■ **Prezentowany tekst**
◇ ◇ ◇
Ekosystem to seria lekkich, rodzinnych gier karcianych, w których przenosimy się na łono natury, by stworzyć różnorodny i dobrze prosperujący biom. Dzięki Naszej Księgarni na polskim rynku pojawiła się jej trzecia odsłona. Tym razem, po leśnych ostępach i morskich głębinach, przyszedł czas na pełną życia (i śmierci) sawannę.
Wielkie polowanie
Główne zasady nie zmieniły się od czasu poprzednich części. Nadal draftujemy karty i układamy swój własny mały ekosystem w siatce 5×4. Nie jest to jednak dokładna kalka poprzednich edycji. Przenosząc się w trawiaste tereny sawanny dostajemy nie tylko nowe zwierzęta, ale też zmienione sposoby punktowania. Kilka oczywiście pozostało takich samych. Akacja działa identycznie jak żółw i jeleń, zaś trawa to nic innego jak łąka i kryl. Największe zmiany widoczne są na kartach drapieżników.
Krąg życia
Ekosystem Sawanna ze wszystkich trzech części chyba najlepiej obrazuje łańcuch pokarmowy, zarówno sposobem punktacji jak i samą mechaniką.
Zebry są najbardziej szczęśliwe wśród bujnych traw. Żyrafy wolą skubać listki z czubków akacji. Słonie preferują swoje towarzystwo i raczej trzymają się z dala od innych zwierząt.
Drapieżniki żywią się rączymi gazelami i zebrami. Przyczajone w chaszczach lwy upatrują sobie jedną sztukę na całej sawannie i nigdy nie dzielą się zdobyczą. Gepardy nie mają takich obiekcji, ale za to łakomczuchy nie przepuszczą żadnej gazeli, którą mają po skosie od siebie.
Zwierzątka upolowane? Lwy i gepardy najedzone? Przyszedł więc czas na padlinożerców. Krążący u góry kolumny sęp i czekające na swoją kolej hieny sprawią, że pozostawione resztki na pewno się nie zmarnują.
Zjadłeś? Posprzątaj!
Żeby łatwiej było odróżnić, które karty zostały pożarte, usuwa się je ze stworzonego układu. Trochę jak w przypadku wieloryba w podwodnym Ekosystemie. Różnica jest taka, że tam usuwanych kart było niewiele, tu wręcz przeciwnie (chyba że poszliśmy w bardziej pokojowe połączenia). Nie da się ukryć, że jest to czytelne, ale nie jestem zwolenniczką takiego rozwiązania. Każda ingerencja może być przyczyną przesunięć i pomyłek, a do tego dodaje niepotrzebną dodatkową obsługę. Chyba po prostu wolałabym do oznaczania użyć jakichś żetonów. Jest to jednak moja bardzo subiektywna uwaga i podejrzewam, że wielu osobom zabieranie kart zupełnie nie będzie przeszkadzać.
◇ ◇ ◇
Wiersze zbioru danych do wskazywania obiektów:
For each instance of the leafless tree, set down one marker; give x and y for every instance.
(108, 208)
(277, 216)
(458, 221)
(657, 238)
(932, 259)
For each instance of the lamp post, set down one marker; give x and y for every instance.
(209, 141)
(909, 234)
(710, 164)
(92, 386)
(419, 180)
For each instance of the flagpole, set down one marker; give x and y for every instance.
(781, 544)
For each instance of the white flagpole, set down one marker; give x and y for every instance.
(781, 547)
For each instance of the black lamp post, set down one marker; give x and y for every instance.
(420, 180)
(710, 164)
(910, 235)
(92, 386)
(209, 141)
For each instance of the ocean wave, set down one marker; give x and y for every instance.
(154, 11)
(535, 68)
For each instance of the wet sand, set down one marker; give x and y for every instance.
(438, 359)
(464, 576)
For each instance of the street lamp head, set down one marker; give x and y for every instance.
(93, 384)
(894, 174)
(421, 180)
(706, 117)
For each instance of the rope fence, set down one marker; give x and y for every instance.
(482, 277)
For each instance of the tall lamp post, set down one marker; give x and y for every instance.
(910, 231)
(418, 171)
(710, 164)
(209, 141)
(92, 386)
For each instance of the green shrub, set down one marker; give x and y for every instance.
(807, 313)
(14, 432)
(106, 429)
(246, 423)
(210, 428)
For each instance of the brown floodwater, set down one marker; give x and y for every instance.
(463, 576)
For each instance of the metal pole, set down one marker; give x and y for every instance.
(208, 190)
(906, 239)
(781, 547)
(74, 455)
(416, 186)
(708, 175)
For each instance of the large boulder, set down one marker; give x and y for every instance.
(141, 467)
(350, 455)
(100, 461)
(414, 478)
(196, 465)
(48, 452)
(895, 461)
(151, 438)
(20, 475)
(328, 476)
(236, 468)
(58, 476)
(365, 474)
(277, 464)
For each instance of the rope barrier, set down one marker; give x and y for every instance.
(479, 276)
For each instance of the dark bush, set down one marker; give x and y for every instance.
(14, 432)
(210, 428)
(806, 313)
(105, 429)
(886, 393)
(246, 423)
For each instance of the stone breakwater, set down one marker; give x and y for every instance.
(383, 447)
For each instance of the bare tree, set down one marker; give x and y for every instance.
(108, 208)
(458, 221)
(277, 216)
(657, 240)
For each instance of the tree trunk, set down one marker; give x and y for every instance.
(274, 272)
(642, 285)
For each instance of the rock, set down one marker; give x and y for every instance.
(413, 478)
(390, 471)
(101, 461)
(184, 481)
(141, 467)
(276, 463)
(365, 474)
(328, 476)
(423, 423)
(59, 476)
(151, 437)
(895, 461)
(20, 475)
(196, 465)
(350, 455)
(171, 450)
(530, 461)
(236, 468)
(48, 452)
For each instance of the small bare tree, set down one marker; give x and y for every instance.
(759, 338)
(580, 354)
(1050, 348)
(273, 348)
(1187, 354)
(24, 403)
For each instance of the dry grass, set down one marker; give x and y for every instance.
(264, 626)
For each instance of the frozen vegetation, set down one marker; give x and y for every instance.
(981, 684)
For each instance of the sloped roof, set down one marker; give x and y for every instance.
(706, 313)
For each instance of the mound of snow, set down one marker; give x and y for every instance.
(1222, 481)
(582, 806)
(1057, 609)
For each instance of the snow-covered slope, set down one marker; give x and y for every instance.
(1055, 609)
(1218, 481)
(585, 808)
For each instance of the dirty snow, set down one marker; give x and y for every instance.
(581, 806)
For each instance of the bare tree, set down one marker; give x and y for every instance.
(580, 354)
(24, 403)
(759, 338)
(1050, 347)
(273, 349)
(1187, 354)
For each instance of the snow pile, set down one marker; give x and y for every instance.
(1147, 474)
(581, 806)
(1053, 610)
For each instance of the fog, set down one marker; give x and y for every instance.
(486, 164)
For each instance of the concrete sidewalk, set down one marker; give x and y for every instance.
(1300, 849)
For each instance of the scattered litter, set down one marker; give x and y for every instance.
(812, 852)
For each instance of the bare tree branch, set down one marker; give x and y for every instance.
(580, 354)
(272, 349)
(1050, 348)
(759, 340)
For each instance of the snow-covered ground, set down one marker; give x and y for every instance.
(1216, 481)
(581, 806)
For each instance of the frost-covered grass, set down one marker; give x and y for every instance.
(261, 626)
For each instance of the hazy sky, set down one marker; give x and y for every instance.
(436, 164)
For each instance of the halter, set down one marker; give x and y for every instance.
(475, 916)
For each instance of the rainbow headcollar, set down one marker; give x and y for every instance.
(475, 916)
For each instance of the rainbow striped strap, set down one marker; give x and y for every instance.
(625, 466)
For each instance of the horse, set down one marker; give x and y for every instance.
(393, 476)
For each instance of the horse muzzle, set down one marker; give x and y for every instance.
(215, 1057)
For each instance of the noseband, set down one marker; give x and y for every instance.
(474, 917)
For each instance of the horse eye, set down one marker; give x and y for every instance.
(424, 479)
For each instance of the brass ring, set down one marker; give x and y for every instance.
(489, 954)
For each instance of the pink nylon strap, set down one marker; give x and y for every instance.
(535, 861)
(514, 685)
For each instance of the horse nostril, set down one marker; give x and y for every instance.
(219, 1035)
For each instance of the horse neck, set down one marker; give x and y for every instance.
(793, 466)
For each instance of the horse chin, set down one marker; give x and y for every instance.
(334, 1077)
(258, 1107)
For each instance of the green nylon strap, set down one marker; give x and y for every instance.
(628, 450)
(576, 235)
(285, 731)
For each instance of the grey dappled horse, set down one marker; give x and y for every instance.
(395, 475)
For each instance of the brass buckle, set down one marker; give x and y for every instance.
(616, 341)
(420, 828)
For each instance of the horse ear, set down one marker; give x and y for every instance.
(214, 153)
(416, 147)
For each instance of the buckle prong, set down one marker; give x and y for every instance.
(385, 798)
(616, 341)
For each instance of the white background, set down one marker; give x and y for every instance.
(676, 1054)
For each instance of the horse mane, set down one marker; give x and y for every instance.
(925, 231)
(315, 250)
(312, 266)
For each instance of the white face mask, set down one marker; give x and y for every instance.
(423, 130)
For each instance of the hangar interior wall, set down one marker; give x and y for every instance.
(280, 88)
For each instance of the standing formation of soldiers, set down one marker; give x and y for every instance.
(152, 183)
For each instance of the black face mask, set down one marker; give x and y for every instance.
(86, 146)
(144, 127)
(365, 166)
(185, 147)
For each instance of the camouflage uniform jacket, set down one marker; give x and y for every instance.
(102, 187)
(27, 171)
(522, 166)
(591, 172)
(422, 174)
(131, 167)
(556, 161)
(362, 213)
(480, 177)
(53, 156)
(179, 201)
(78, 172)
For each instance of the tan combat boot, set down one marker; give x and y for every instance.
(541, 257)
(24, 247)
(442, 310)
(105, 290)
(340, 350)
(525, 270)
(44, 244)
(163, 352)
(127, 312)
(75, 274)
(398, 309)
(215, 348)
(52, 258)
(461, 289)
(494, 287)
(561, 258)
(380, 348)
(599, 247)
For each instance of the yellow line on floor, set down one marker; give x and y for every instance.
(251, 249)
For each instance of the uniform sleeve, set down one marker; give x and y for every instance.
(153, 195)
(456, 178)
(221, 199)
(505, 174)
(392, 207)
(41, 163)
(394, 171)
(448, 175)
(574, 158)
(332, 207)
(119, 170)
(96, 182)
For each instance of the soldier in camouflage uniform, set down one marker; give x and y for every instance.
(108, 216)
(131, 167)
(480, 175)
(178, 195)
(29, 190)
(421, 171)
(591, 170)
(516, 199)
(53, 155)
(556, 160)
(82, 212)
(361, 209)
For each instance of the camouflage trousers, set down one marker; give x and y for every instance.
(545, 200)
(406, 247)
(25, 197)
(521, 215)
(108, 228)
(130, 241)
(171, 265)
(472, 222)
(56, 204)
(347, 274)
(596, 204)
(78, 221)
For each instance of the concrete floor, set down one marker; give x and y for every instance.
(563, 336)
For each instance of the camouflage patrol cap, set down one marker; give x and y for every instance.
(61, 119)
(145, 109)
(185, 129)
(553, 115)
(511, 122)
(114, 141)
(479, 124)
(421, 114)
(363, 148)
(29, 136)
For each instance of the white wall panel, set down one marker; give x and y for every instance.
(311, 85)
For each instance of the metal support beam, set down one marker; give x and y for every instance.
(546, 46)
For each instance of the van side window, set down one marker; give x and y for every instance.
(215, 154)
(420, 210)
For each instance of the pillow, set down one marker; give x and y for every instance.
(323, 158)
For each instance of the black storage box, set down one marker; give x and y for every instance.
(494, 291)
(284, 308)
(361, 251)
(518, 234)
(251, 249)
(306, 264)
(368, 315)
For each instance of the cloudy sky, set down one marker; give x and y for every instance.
◇ ◇ ◇
■ **Zadania do rozwiązania**
1 – Zastąp „hieny” słowem „szakale” i przepisz z tekstu o grze Ekosystem Sawanna fragment, który otwierają słowa zawierające „Zebry są najbardziej”, a zamyka „Zjadłeś? Posprzątaj!”.
2 – Przedstaw w formie zwięzłej listy akapit tekstu o grze Ekosystem Sawanna rozpoczynający się od słów „Drapieżniki żywią się”, zachowując jego główne fakty.
Wpisy pochodzą z innego źródła niż tekst o grze Ekosystem Sawanna.

■ **Lista odpowiedzi**
1 –
Zebry są najbardziej szczęśliwe wśród bujnych traw. Żyrafy wolą skubać listki z czubków akacji. Słonie preferują swoje towarzystwo i raczej trzymają się z dala od innych zwierząt.
Drapieżniki żywią się rączymi gazelami i zebrami. Przyczajone w chaszczach lwy upatrują sobie jedną sztukę na całej sawannie i nigdy nie dzielą się zdobyczą. Gepardy nie mają takich obiekcji, ale za to łakomczuchy nie przepuszczą żadnej gazeli, którą mają po skosie od siebie.
Zwierzątka upolowane? Lwy i gepardy najedzone? Przyszedł więc czas na padlinożerców. Krążący u góry kolumny sęp i czekające na swoją kolej szakale sprawią, że pozostawione resztki na pewno się nie zmarnują.
Zjadłeś? Posprzątaj!

2 –
- Drapieżniki polują na gazele i zebry.
- Lwy wybierają jedną ofiarę na całej sawannie i nie dzielą się zdobyczą.
- Gepardy dzielą się zdobyczą, ale zjadają każdą gazelę leżącą po skosie od nich.